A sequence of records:
- - - - - - -

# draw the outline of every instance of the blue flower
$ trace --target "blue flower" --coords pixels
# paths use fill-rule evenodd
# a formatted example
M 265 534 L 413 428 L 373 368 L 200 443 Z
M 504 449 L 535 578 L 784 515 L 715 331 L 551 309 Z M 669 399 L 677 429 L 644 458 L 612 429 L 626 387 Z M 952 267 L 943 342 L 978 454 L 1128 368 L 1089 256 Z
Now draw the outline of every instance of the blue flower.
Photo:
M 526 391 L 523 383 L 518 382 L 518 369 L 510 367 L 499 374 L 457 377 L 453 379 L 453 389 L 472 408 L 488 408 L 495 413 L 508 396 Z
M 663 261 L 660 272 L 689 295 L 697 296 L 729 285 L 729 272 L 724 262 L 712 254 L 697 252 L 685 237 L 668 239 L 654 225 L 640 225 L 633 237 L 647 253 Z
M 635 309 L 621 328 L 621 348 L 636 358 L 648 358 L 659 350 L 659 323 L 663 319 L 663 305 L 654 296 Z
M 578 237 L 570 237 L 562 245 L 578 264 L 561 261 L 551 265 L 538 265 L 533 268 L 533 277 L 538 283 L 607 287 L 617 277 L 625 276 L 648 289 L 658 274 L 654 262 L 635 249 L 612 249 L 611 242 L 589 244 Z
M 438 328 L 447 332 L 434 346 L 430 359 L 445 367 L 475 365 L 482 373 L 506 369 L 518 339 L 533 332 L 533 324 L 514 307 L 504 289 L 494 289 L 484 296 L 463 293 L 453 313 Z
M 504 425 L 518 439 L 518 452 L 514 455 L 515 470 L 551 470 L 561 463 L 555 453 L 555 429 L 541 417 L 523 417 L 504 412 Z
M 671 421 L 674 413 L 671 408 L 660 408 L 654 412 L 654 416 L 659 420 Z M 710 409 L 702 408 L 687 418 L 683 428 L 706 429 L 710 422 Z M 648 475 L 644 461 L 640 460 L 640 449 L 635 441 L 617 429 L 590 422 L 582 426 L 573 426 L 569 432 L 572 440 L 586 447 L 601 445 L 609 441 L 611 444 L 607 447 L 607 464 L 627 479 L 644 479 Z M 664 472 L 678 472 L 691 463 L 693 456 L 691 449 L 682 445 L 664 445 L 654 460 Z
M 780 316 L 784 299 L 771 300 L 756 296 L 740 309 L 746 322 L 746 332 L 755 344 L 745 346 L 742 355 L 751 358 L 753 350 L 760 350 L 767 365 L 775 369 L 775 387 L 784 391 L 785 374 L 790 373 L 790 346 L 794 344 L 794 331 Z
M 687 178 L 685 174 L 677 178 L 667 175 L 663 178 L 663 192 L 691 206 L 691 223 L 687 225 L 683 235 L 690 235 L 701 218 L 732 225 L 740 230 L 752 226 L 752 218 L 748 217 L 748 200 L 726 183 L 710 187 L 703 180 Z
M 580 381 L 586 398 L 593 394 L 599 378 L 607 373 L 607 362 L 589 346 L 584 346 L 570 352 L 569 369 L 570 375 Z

- - - - - - -

■ Work required
Rewrite every line of the material above as a Markdown table with the columns "No." and "Line", numbering the rows in order and omitting blank lines.

■ Response
| No. | Line |
|---|---|
| 1 | # draw the outline of every instance of the blue flower |
| 2 | $ trace --target "blue flower" --coords pixels |
| 3 | # paths use fill-rule evenodd |
| 4 | # a formatted example |
| 5 | M 265 534 L 413 428 L 373 368 L 200 443 Z |
| 6 | M 504 449 L 535 578 L 784 515 L 715 331 L 551 309 Z M 669 399 L 677 429 L 644 458 L 612 429 L 626 387 Z M 952 267 L 943 342 L 978 454 L 1128 368 L 1089 256 Z |
| 7 | Now draw the outline of every instance of the blue flower. |
| 8 | Photo: |
| 9 | M 526 391 L 523 383 L 518 382 L 518 369 L 510 367 L 499 374 L 457 377 L 453 379 L 453 389 L 472 408 L 488 408 L 495 413 L 508 396 Z |
| 10 | M 663 261 L 660 272 L 689 295 L 697 296 L 729 285 L 729 272 L 724 262 L 712 254 L 697 252 L 685 237 L 668 239 L 654 225 L 640 225 L 633 237 L 647 253 Z |
| 11 | M 635 309 L 621 328 L 621 348 L 636 358 L 648 358 L 659 350 L 659 323 L 663 319 L 663 305 L 654 296 Z |
| 12 | M 578 237 L 570 237 L 562 245 L 578 264 L 561 261 L 551 265 L 538 265 L 533 268 L 533 277 L 538 283 L 607 287 L 617 277 L 625 276 L 648 289 L 658 274 L 654 262 L 635 249 L 612 249 L 611 242 L 589 244 Z |
| 13 | M 438 328 L 447 332 L 434 346 L 430 359 L 445 367 L 475 365 L 482 373 L 506 369 L 518 339 L 533 332 L 533 324 L 514 307 L 504 289 L 494 289 L 484 296 L 463 293 L 453 313 Z |
| 14 | M 504 425 L 518 439 L 518 452 L 514 455 L 515 470 L 551 470 L 561 463 L 555 453 L 555 429 L 541 417 L 523 417 L 504 412 Z |
| 15 | M 671 421 L 674 413 L 671 408 L 660 408 L 654 412 L 654 416 L 659 420 Z M 710 409 L 702 408 L 687 418 L 683 428 L 706 429 L 710 422 Z M 648 475 L 644 461 L 640 460 L 640 449 L 635 441 L 617 429 L 590 422 L 582 426 L 573 426 L 569 432 L 572 440 L 586 447 L 601 445 L 609 441 L 611 444 L 607 447 L 607 464 L 627 479 L 644 479 Z M 664 472 L 678 472 L 691 463 L 693 456 L 691 449 L 682 445 L 664 445 L 654 460 Z |
| 16 | M 780 316 L 784 299 L 771 300 L 756 296 L 740 309 L 746 322 L 746 332 L 755 344 L 745 346 L 742 355 L 751 358 L 753 350 L 760 350 L 767 365 L 775 369 L 775 387 L 784 391 L 785 374 L 790 373 L 790 346 L 794 344 L 794 331 Z |
| 17 | M 687 178 L 685 174 L 677 178 L 667 175 L 663 178 L 663 192 L 691 206 L 691 223 L 687 225 L 683 235 L 690 235 L 701 218 L 732 225 L 740 230 L 752 226 L 752 218 L 748 217 L 748 200 L 726 183 L 710 187 L 703 180 Z |
| 18 | M 580 381 L 586 398 L 593 394 L 599 378 L 607 373 L 607 362 L 589 346 L 584 346 L 570 352 L 569 369 L 570 375 Z |